• Extracted text
++++++++++++++++++++
In America, where several types of transmission are in use,
it has been proposed to pierce the scanning disc with several
spiral rows of holes, at different distances from the center;
this also makes it necessary to shift the glow lamp and "window"
for each reception. In addition to this, the images received
nearest the center of the disc must be smaller.
The use of separate discs entail unpleasant labor in interchanging
them, which would be too much of an annoyance for the set owner
who purchases his equipment.
However, the new Fries system overcomes all these difficulties.
Radiovisors using this method have already been produced commercially.
The simplest, intended for the present transmissions by English
and German broadcasters, have two picture windows and two rows
of holes in the disc; the regular glow lamp is used. The holes
for the English transmissions are on radii midway between those
for the German; since there are thirty of each; but the pitch
of the spirals is different. Only one glow lamp is required.
To prevent the two sets of holes from causing optical interference,
a special disc is used to cover one of them. It has a set of
30 slits, and may be turned on the axis of the main scanning
disc to uncover one or the other spiral; it is then clamped
tightly to the main disc. The English image, received sideways
at the top of the disc, is made to appear right-side-up by the
use of mirrors.
Four Discs Required
However, the inventor has carried his idea to the point of
making it possible to receive transmissions on other systems,
with holes of different numbers and different sizes. He accomplishes
this, as shown in Fig. 2, by the use of four discs - two pairs
of which are alike. Two of these have spiral slits and two have
radial slits; the latter pair 20 each, presumably the least
number of pictorial lines which will afford an image.
One disc of each pair is keyed to the axle, while the other
may be turned, as before, to open or close the slits, before
clamping it to its mate. The result is, that the holes apparently
produced by the passing of a radial slit over a spiral slit
may be made of any size suited to the image being received.
The spiral discs turn once while each frame of the image is
being scanned the radial discs are rotated by a separate shaft,
at a speed sufficient to provide the necessary number of lines
in each frame.
++++++++++++++++++++
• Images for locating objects
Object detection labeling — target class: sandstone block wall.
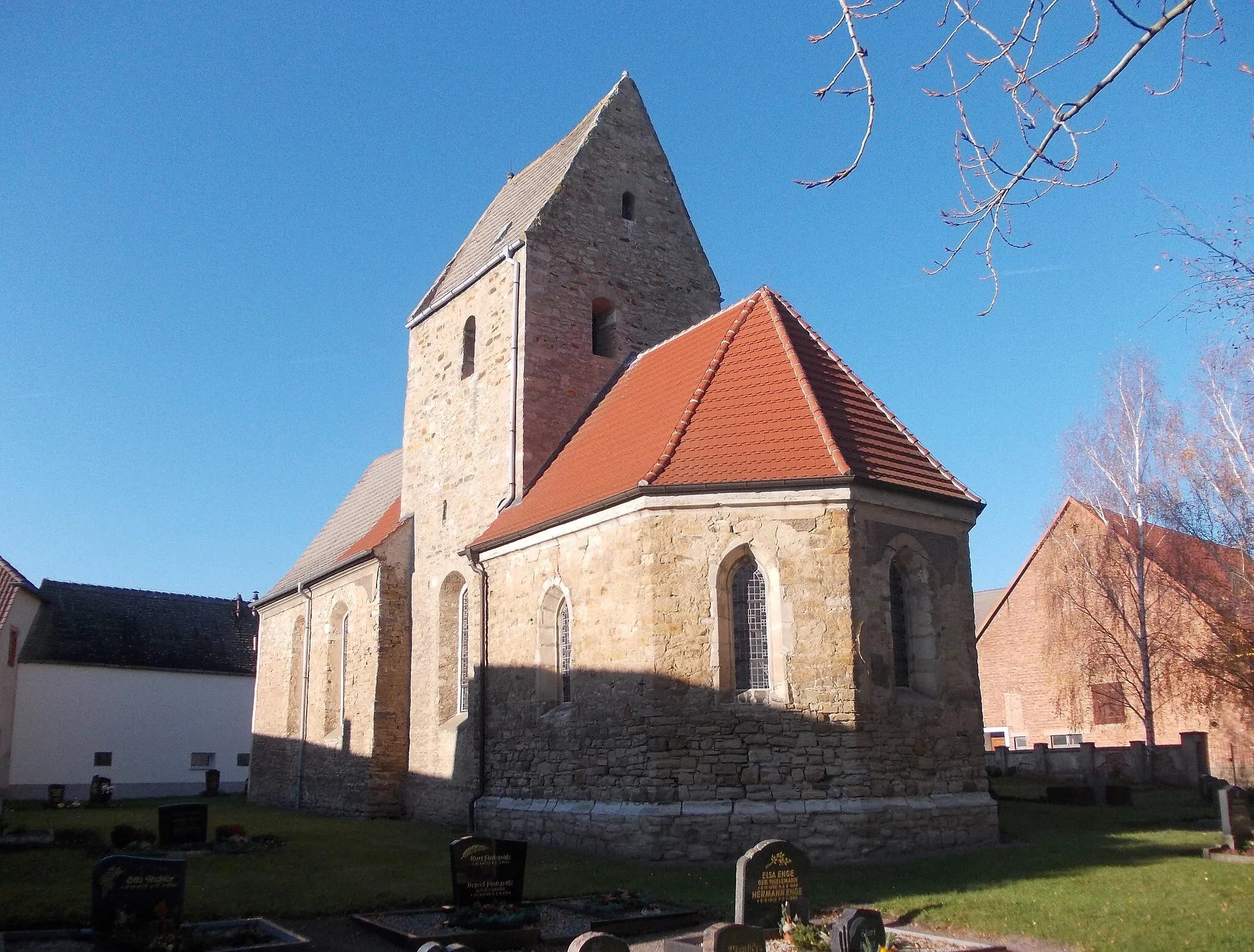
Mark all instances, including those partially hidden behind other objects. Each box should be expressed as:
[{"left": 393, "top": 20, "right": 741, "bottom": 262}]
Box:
[
  {"left": 480, "top": 497, "right": 996, "bottom": 860},
  {"left": 249, "top": 524, "right": 411, "bottom": 815}
]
++++++++++++++++++++
• What is required
Carry on the passage about the Fries scanning-disc system, starting right after its last sentence.

• Answer for this exercise
For instance, in the case of the German and English transmissions,
the spiral discs revolve 12 1/2 times a second; but since the
number of lines in the received images is 375, the 20-line radial
discs must turn at the rate of 18 3/4 times a second, or 1125
R.P.M. The width of the slots is, necessarily, related to the
number of lines in the image: the more lines, the finer the
slots must be.
Fig. C - A commercial German televisor, on
the Mihaly system, as produced by the Telehor Company.
In the Fries system, it is necessary to synchronize the two
parts of the scanning system with each other, as well as with
the transmitter. The simplest method of coupling the pairs of
discs is by gears; but this would necessitate frequent gear
shifting. For that reason, two electric motors are connected
to vacuum-tube generators which modulate each other. As will
be seen, a good deal of complexity is bound up in the operation
of this device which, however, demonstrates a solution of the
problem of universal television.
In the endeavor to overcome the difficulties caused by the
low available light intensities, in practical television, Col.
Schildenfeld, an Austrian inventor, has patented the idea of
applying regeneration to a photocell system. It is well known
that the amount of light required for successful television
is often rather trying, to the subjects and, outside of laboratories,
it is seldom available. By this invention, the light impulses
are caused to modulate a light source which shines directly
back into the photoelectric cell.
Fig. 3 - Optical regeneration is produced
by flashing the impulses of the photo-cell back into it from
Many practical difficulties, of course, are yet to be solved,
including those of time-lag and possible optical "oscillation."
The idea is especially well suited to oscillograph work; but
it is being tested for its possibilities in television.